begin LISTED ENTRIES
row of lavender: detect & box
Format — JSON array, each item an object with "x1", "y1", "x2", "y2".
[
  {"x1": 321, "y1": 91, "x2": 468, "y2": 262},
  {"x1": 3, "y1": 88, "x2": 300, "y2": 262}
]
end LISTED ENTRIES
» GOAL
Report how many lines of the records contain the string "each", with case counting. Give only the number.

» SOLUTION
1